2021 Fiscal Year Research-status Report
IL-10発現アデノ随伴ウイルスベクターによる難治性呼吸器疾患の新規治療法開発
Project/Area Number |
20K17189
|
Research Institution | Jichi Medical University |
Principal Investigator |
黒崎 史朗 自治医科大学, 医学部, 講師 (60625705)
|
Project Period (FY) |
2020-04-01 – 2023-03-31
|
Keywords | AAVベクター / 肺線維症 / 肺気腫 / IL-10 |
Outline of Annual Research Achievements |
肺線維症および肺気腫におけるIL-10の役割を解明するために、マウスモデルを用いて解析を行う実験を行っている。しかし、昨年度は新型コロナウイルス感染症の蔓延防止を図るため、当大学施設における動物実験は長期間制限された。そのため、実験に用いるウイルスベクターを大量に作製することと、これまでに使った実験の保存サンプル(肺切片)を用いて解析を行った。同様に、実験環境が制限されていたことから、昨年度は肺気腫の実験を主に行った。IL-10発現AAVベクターの作製については、HEK293細胞を用いてウイルスベクターを増殖させ、塩化セシウム密度匂配遠心法で精製した。肺気腫モデルマウスの切片は、これまでに実験で摘出し、保存していた肺を薄切してHE染色し、それをカメラ付き顕微鏡で撮影保存した。その後、解析ソフトを用いて計算を行った。これまでに保存されていた肺気腫マウスの肺切片を一通り評価すると、確実に肺気腫を生じさせることができているものと、できていないものがあり、確実な肺気腫を発症させることの必要性を実感できた。

> データ一覧:
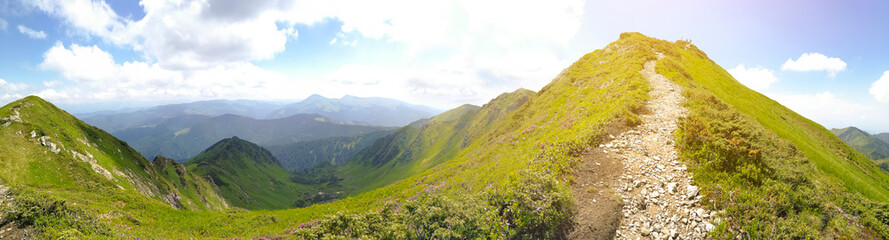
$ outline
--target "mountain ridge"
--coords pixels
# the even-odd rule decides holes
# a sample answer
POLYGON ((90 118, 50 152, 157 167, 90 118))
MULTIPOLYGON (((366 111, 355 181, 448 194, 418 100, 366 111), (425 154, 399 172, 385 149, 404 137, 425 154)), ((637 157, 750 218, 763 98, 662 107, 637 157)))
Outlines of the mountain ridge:
POLYGON ((889 143, 877 138, 875 135, 871 135, 856 127, 831 129, 830 131, 871 160, 876 161, 889 158, 889 143))

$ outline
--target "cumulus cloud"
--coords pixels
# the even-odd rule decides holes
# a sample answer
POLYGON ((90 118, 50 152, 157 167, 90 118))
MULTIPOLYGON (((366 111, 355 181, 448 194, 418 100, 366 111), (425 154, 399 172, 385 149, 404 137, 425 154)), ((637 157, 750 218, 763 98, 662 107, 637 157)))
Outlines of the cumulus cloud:
POLYGON ((115 44, 132 41, 126 29, 129 20, 123 19, 104 1, 93 0, 36 0, 25 1, 49 15, 61 18, 84 35, 96 35, 115 44))
POLYGON ((46 33, 44 33, 43 31, 37 31, 37 30, 30 29, 30 28, 22 26, 22 25, 19 25, 18 28, 19 28, 20 33, 25 34, 25 36, 28 36, 29 38, 33 38, 33 39, 46 38, 46 33))
MULTIPOLYGON (((159 98, 285 98, 294 89, 283 75, 250 63, 219 65, 201 70, 169 70, 140 61, 116 63, 98 46, 57 43, 45 54, 40 68, 59 72, 76 82, 64 89, 47 88, 39 96, 66 102, 159 98)), ((57 82, 44 83, 47 87, 57 82)))
POLYGON ((27 89, 27 87, 27 84, 11 83, 0 78, 0 103, 5 105, 13 100, 24 97, 21 92, 27 89))
POLYGON ((883 76, 871 84, 869 92, 878 101, 889 102, 889 71, 883 72, 883 76))
MULTIPOLYGON (((400 88, 388 92, 404 92, 399 94, 406 96, 405 100, 424 99, 416 96, 429 94, 438 96, 440 101, 475 103, 478 103, 477 99, 488 100, 502 91, 518 87, 537 89, 573 61, 563 59, 564 54, 559 51, 565 49, 579 30, 583 4, 583 0, 145 0, 140 2, 145 16, 130 19, 119 16, 104 1, 31 2, 35 9, 62 19, 74 33, 131 47, 144 57, 142 61, 115 63, 110 54, 96 46, 70 45, 66 48, 56 44, 47 51, 41 67, 84 84, 79 88, 110 85, 118 88, 119 95, 132 90, 135 96, 141 96, 140 92, 147 89, 166 89, 169 91, 162 93, 231 97, 219 95, 224 93, 220 86, 243 83, 212 81, 203 77, 220 75, 214 71, 221 71, 227 74, 219 77, 242 76, 244 78, 237 80, 241 82, 255 81, 259 79, 256 76, 273 75, 272 78, 279 80, 263 84, 301 86, 299 89, 309 93, 323 93, 342 86, 353 91, 346 94, 375 94, 380 91, 368 89, 397 86, 400 88), (355 66, 344 66, 338 73, 330 73, 319 81, 313 76, 286 79, 251 63, 274 58, 284 51, 288 40, 299 37, 296 25, 311 26, 327 21, 342 24, 330 44, 356 47, 359 41, 373 39, 397 46, 393 48, 403 52, 393 55, 405 58, 406 62, 418 62, 415 60, 423 60, 426 54, 435 55, 436 60, 419 61, 422 65, 387 67, 357 63, 363 67, 359 69, 361 71, 399 76, 393 77, 396 80, 380 81, 369 79, 372 72, 345 74, 347 69, 354 70, 355 66), (448 55, 441 56, 441 53, 448 55), (84 63, 71 59, 80 59, 84 63), (82 66, 85 63, 91 65, 82 66), (124 70, 125 67, 135 70, 124 70), (138 71, 154 77, 140 78, 131 74, 138 71), (230 74, 232 71, 241 74, 230 74), (148 84, 150 82, 154 83, 148 84), (186 86, 186 82, 207 84, 194 90, 176 88, 186 86), (365 87, 353 87, 361 85, 365 87), (375 87, 367 87, 370 85, 375 87), (141 88, 125 89, 135 86, 141 88)), ((269 89, 280 91, 286 88, 269 89)), ((106 90, 101 88, 96 92, 106 90)), ((68 96, 79 95, 72 92, 68 96)))
POLYGON ((6 91, 6 92, 19 92, 19 91, 24 90, 27 87, 28 87, 27 84, 11 83, 11 82, 7 82, 6 80, 3 80, 2 78, 0 78, 0 90, 6 91))
POLYGON ((830 76, 846 70, 846 62, 839 58, 827 57, 820 53, 804 53, 797 60, 787 59, 781 70, 791 71, 827 71, 830 76))
POLYGON ((778 77, 775 77, 774 71, 762 67, 746 68, 744 64, 741 64, 729 69, 728 72, 744 86, 753 90, 765 90, 772 83, 778 82, 778 77))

> 次の課題:
1 – IL-10発現AAVベクターの研究報告では、ウイルスベクターの増殖にどの細胞が用いられたか。
2 – IL-10発現AAVベクターの研究報告の「2021 Fiscal Year」から「医学部, 講師 (60625705)」までをすべて書き写すこと。
3 – IL-10発現AAVベクターの研究報告を、最後の文の次から書き継ぐこと。

> 課題の解答:
1 – HEK293細胞。

2 –
2021 Fiscal Year Research-status Report
IL-10発現アデノ随伴ウイルスベクターによる難治性呼吸器疾患の新規治療法開発
Project/Area Number |
20K17189
|
Research Institution | Jichi Medical University |
Principal Investigator |
黒崎 史朗 自治医科大学, 医学部, 講師 (60625705)

3 –
|
Current Status of Research Progress |
Current Status of Research Progress
3: Progress in research has been slightly delayed.
Reason
上述のように新型コロナウイルス感染症の蔓延防止のために、実験施設が長期間制限されたため、動物実験を殆ど実施できなかった。
|
Strategy for Future Research Activity |
次年度は、エラスターゼ誘導性肺気腫マウスを多く作製し、IL-10発現AAVベクターを投与する治療実験を進める。特に、これまでの実験で肺気腫を確実に発症させることができていなかったため、確実に発症させられるようにエラスターゼの投与経路や投与方法を再評価する。その上で、IL-10発現AAVベクターの治療効果が得られているか、病理学的評価、生化学的解析を行う。生化学的評価については、モデルマウスから摘出した肺から核酸(DNA、RNA)やタンパク質を抽出し、気腫に関わる因子をmRNAの発現やELISA、ウェスタンブロット法を用いて解析する予定である。
|
Causes of Carryover |
昨年度は新型コロナウイルス感染症の蔓延防止のために、長期間動物実験が制限された。そのために、動物実験は殆ど行わず、組み換えAAVベクターの作製と保存サンプルを用いた解析実験を行った。実験に必要な試薬や切片作製、解析に費やす物品額は比較的少額であり、次年度使用額が生じた。今年度は動物実験を再開する方針であり、多くの試薬や技術補佐員の協力が必要となる。